- _WORK ITEM_
Return every record below exactly as given.

- _DATA FOR REVIEW_
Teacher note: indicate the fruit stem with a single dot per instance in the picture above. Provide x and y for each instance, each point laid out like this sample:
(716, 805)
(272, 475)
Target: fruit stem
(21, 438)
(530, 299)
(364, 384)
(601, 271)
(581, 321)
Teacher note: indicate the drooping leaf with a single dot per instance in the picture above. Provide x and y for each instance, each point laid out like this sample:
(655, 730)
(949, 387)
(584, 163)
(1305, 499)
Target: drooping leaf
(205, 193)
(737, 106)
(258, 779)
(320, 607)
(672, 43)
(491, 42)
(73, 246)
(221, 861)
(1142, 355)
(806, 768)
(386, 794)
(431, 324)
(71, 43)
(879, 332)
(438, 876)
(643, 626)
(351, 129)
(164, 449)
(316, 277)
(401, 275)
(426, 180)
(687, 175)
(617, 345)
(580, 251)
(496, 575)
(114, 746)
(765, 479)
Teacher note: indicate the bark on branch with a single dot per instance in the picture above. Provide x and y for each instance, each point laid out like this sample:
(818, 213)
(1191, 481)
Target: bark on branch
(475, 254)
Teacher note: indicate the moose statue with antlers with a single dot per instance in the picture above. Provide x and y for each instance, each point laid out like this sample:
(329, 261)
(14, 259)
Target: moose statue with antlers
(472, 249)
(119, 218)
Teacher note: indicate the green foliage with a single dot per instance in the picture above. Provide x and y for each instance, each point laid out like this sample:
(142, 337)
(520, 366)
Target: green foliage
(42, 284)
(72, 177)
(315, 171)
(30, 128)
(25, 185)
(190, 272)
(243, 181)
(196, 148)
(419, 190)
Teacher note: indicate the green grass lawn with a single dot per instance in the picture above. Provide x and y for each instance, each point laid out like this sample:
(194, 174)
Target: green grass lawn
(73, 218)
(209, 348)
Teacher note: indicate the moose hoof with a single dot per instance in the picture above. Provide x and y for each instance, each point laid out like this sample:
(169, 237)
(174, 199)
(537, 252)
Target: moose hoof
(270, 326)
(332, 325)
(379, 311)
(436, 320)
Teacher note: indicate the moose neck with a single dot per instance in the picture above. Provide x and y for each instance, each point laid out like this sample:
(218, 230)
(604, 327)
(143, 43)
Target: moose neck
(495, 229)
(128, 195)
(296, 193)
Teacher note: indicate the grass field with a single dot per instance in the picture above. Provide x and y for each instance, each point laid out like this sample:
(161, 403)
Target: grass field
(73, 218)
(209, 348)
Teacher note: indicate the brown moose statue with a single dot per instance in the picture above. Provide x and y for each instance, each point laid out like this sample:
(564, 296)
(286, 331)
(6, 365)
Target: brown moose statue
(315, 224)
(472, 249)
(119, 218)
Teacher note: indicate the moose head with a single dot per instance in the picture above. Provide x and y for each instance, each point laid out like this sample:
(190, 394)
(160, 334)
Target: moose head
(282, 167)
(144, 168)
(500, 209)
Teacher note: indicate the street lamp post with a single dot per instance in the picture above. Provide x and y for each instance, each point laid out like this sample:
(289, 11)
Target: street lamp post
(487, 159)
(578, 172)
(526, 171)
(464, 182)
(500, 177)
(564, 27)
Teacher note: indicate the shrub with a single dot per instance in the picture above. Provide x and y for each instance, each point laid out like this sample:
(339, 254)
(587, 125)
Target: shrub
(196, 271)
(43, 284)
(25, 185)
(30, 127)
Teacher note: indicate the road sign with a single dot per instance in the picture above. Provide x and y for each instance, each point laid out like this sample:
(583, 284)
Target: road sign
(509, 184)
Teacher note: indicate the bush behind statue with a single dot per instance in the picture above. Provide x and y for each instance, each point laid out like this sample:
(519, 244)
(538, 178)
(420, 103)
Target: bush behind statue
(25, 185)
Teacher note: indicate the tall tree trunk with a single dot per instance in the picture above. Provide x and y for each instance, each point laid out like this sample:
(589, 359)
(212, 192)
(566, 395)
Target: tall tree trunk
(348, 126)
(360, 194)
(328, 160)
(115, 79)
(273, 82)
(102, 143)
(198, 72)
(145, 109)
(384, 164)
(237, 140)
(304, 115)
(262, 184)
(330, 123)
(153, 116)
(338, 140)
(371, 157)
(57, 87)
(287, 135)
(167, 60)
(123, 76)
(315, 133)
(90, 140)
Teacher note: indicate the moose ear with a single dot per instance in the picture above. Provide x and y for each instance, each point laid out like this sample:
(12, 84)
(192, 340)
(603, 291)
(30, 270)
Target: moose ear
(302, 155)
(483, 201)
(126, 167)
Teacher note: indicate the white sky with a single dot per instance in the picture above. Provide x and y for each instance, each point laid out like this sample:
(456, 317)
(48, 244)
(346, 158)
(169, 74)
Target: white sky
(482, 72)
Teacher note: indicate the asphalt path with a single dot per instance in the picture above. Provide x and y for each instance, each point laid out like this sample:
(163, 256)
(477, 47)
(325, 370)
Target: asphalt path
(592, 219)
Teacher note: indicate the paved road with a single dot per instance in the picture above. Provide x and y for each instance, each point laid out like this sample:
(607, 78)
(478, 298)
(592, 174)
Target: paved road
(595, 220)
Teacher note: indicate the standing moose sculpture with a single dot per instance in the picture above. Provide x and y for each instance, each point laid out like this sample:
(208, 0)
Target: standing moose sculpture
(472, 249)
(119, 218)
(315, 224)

- _PROBLEM SOLUTION_
Teacher note: indicate the fruit stem with a single dot per instance in the picture above. Provide x and y for each instance, each point laid out like this sample:
(716, 805)
(272, 475)
Target: fruit stem
(21, 438)
(530, 299)
(364, 384)
(601, 271)
(581, 321)
Teacher note: indicate the drooping leaf with a single dot per instance in the picture above. Provide x and y for each instance, each point laid out like this sample:
(655, 730)
(949, 387)
(584, 163)
(1305, 499)
Target: drooping leaf
(205, 193)
(737, 106)
(258, 779)
(320, 607)
(672, 43)
(491, 42)
(73, 246)
(221, 861)
(1142, 355)
(806, 768)
(386, 794)
(431, 324)
(71, 43)
(879, 332)
(438, 876)
(643, 626)
(351, 129)
(164, 449)
(316, 277)
(401, 275)
(426, 180)
(687, 175)
(617, 345)
(580, 251)
(496, 575)
(114, 746)
(765, 479)
Teacher note: indicate the bark on branch with a single dot per instance in the picture above. Provide x and y for each instance, each point laid out like this sample:
(818, 213)
(1191, 481)
Target: bark on branch
(475, 254)
Teacher note: indicate the moose statue with antlers with a single dot per instance in the picture above. Provide x and y for each instance, each point laid out like this sample:
(329, 261)
(14, 259)
Target: moose statue with antlers
(472, 249)
(119, 218)
Teacher note: indicate the green foliage with a single dot per instance in the picture above. Provide x and y for each instance, each point laid out like this sample:
(142, 337)
(520, 366)
Target: green foliage
(42, 284)
(72, 177)
(315, 171)
(30, 128)
(25, 185)
(190, 272)
(243, 181)
(196, 148)
(419, 190)
Teacher note: indicate the green grass lawn with a single dot per instance in the picture above. Provide x and y for each instance, each point laid out like this sample:
(194, 174)
Target: green grass lawn
(73, 218)
(209, 348)
Teacher note: indicate the moose hoof with a single dot per instance in the picture above. Provide x and y for each instance, each point laid out like this sample:
(169, 237)
(174, 199)
(537, 252)
Target: moose hoof
(270, 326)
(332, 325)
(379, 311)
(436, 320)
Teacher note: indicate the moose neck with a single dot per instance in the picture above. Provide x and y for each instance, each point laid out like this sample:
(218, 230)
(604, 327)
(143, 43)
Target: moose neck
(495, 229)
(128, 195)
(296, 193)
Teacher note: indicate the grass field with a single dot per instance in the picture above. Provide x and y for each instance, each point laid out like this sample:
(161, 403)
Target: grass field
(73, 218)
(209, 348)
Teacher note: indicate the brown moose statue with a single dot per instance in the picture above. Provide x and y for each instance, each point laid out like this sample:
(564, 296)
(286, 331)
(6, 365)
Target: brown moose statue
(315, 224)
(472, 249)
(119, 218)
Teacher note: indicate the moose head with a single dot per instance in the picture above. Provide x and y for each instance, each point laid out like this sample:
(190, 394)
(160, 334)
Target: moose head
(282, 167)
(144, 168)
(500, 209)
Teacher note: indicate the street lamp post with a single dot per instance in the picture above. Provide x and y for each instance, each point laid out like this sample:
(289, 11)
Target: street lamp post
(487, 159)
(578, 172)
(526, 171)
(464, 182)
(500, 177)
(564, 27)
Teacher note: indicate the shrub with a single dot per instance in the picture above. Provide x and y for each instance, each point laid out like this sample:
(339, 254)
(587, 125)
Target: shrub
(196, 271)
(43, 284)
(25, 185)
(30, 127)
Teacher note: indicate the road sign with a single dot per instance in the picture above. Provide x and y for each instance, each point laid out like this sample:
(583, 284)
Target: road sign
(509, 184)
Teacher note: indicate the bush behind statue with a single dot per instance in the picture above. Provide x and y for each instance, each point laid out like this sample:
(519, 244)
(538, 178)
(420, 103)
Target: bush behind statue
(25, 185)
Teacher note: indicate the tall tree trunk with a single dot per instance in the picture above. Provide x and y for each instance, each point laid out like this sample:
(589, 359)
(212, 192)
(566, 395)
Target: tall tree trunk
(348, 126)
(360, 194)
(328, 160)
(115, 79)
(273, 82)
(102, 143)
(198, 72)
(145, 109)
(384, 164)
(237, 140)
(304, 115)
(262, 184)
(330, 123)
(153, 116)
(338, 140)
(371, 157)
(57, 87)
(287, 135)
(167, 60)
(123, 76)
(315, 133)
(90, 140)
Teacher note: indicate the moose ear with a single dot per instance in the picture above. Provide x and y for each instance, each point laid out like this sample:
(12, 84)
(192, 340)
(603, 291)
(30, 270)
Target: moose ear
(302, 155)
(483, 201)
(126, 167)
Teacher note: indicate the white sky with a single dot per instance in the picture above. Provide x and y for each instance, each point laid out like this sample:
(456, 317)
(48, 244)
(346, 158)
(169, 74)
Target: white sky
(482, 72)
Teacher note: indicate the asphalt path with a single dot per instance in the picture above. Provide x and y for each instance, each point laid out like this sample:
(163, 256)
(477, 47)
(325, 370)
Target: asphalt path
(592, 219)
Teacher note: indicate the paved road with a single dot per instance in the picture above. Provide x and y for each instance, each point laid out like this sample:
(607, 78)
(478, 298)
(592, 174)
Target: paved road
(595, 220)
Teacher note: indicate the standing moose sculpture with a single dot per instance in the picture above. Provide x and y for each instance, each point laid out like this sample:
(208, 0)
Target: standing moose sculpture
(472, 249)
(119, 218)
(315, 224)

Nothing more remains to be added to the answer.